Pick out every line in the material below that contains the word "drilling" and copy each one. Only matches with the same uppercase and lowercase letters count.

▶ _Extracted data_
----------------
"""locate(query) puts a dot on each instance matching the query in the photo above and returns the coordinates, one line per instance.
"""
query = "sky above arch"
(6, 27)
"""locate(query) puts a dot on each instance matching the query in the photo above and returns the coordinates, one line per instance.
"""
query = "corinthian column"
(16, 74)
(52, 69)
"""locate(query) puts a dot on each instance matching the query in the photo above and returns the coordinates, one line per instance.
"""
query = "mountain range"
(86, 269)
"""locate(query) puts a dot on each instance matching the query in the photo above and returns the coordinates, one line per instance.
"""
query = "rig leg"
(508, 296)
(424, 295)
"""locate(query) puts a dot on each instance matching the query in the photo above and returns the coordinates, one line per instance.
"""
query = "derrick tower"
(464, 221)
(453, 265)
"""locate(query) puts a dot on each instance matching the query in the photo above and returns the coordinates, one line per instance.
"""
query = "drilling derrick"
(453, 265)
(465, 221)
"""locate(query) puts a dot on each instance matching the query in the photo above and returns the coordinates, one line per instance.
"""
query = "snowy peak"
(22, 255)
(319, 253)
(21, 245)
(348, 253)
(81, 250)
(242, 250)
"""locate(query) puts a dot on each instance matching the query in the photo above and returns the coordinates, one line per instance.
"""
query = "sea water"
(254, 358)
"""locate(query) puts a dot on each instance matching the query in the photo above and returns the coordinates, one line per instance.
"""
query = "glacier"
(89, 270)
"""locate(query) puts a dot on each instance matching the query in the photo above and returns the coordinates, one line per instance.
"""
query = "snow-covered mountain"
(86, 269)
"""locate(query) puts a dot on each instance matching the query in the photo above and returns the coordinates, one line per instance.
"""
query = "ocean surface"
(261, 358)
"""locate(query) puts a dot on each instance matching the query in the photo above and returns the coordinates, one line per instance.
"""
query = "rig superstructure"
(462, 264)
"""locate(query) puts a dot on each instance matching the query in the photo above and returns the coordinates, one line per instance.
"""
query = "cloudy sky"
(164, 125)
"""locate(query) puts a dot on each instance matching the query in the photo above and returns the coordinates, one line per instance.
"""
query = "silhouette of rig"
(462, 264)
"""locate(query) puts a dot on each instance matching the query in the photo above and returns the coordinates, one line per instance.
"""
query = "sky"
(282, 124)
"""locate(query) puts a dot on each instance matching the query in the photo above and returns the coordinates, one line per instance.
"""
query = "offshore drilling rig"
----------------
▶ _Response below_
query = "drilling derrick"
query = "offshore drilling rig"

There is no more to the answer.